Supporting cheaper fuels

I want to conclude by turning back to a domestic issue: the high price of fuel.

It’s affecting your business costs, by making your inputs and the cost of freight more expensive. It’s also causing real pain for families in regional Australia, who don’t have the option of taking public transport.

The Government is working to make cheaper alternative fuels more available.

Australia’s most important alternative transport fuel is LPG. It’s about 40 per cent of the price of unleaded petrol.

The Government is now paying a $1,000 grant to private purchasers of a new LPG powered vehicle. We are paying a $2,000 grant to private owners who have their existing vehicles converted to LPG.

As a result of the rebate, the number of LPG conversions being carried out has doubled from about 4,000 in July to more than 8,000 in August.

Ethanol blended fuel (E10) is now available at 260 service stations across Australia. Until recently, the major fuel companies sold it at the same price as regular unleaded. It should be up to four cents per litre cheaper, because ethanol receives a government subsidy.

I proposed that the ACCC should monitor the price of E10 and publish reports showing the difference between the price of E10 and unleaded petrol across the country.

The ACCC is now doing the monitoring. Caltex and BP immediately discounted the price of E10 by 3 cents per litre.

From 1 October, we will provide service stations with grants of up to $10,000 to help them install new pumps or convert their existing pumps to handle E10.

Service stations will be able to receive extra grants of up to $10,000 if they reach pre-determined sales targets for E10.

The recipients of the grants will have to sell E10 at less than the price of unleaded petrol.

Coles and Woolworths now control more than a thousand service stations through their joint ventures with Shell and Caltex.

● RECORD EXTRACTS

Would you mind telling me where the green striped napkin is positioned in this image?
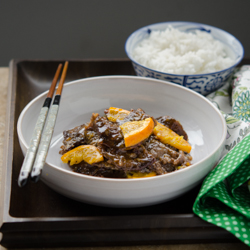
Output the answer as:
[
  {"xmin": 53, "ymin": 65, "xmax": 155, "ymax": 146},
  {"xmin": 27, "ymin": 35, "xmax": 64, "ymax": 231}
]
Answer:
[{"xmin": 193, "ymin": 65, "xmax": 250, "ymax": 246}]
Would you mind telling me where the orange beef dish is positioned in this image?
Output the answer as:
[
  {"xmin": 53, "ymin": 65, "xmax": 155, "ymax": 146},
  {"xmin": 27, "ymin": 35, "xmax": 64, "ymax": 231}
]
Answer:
[{"xmin": 59, "ymin": 107, "xmax": 192, "ymax": 178}]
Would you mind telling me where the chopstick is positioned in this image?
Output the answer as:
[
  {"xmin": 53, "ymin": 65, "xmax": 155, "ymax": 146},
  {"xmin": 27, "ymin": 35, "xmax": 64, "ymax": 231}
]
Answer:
[
  {"xmin": 18, "ymin": 64, "xmax": 62, "ymax": 187},
  {"xmin": 18, "ymin": 62, "xmax": 68, "ymax": 187},
  {"xmin": 31, "ymin": 62, "xmax": 68, "ymax": 182}
]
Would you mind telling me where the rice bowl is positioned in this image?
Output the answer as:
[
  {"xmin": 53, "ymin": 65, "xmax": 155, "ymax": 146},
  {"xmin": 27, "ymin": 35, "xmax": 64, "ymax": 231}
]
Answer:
[{"xmin": 125, "ymin": 22, "xmax": 244, "ymax": 95}]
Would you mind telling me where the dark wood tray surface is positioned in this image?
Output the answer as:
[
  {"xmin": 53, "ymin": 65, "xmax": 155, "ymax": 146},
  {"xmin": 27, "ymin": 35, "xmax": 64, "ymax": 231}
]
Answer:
[{"xmin": 0, "ymin": 59, "xmax": 244, "ymax": 248}]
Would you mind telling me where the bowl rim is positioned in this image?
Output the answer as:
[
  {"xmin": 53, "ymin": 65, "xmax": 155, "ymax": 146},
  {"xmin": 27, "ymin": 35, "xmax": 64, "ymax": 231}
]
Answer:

● WRITTEN TASK A
According to the excerpt on cheaper fuels, about what share of the price of unleaded petrol does LPG cost?
● WRITTEN TASK B
Based on the excerpt on cheaper fuels, explain why ethanol blended fuel (E10) should cost less than regular unleaded.

● REPLY A
About 40 percent of the price of unleaded petrol.

● REPLY B
E10 should be up to four cents per litre cheaper than regular unleaded because ethanol receives a government subsidy. Until recently, however, the major fuel companies sold it at the same price as regular unleaded.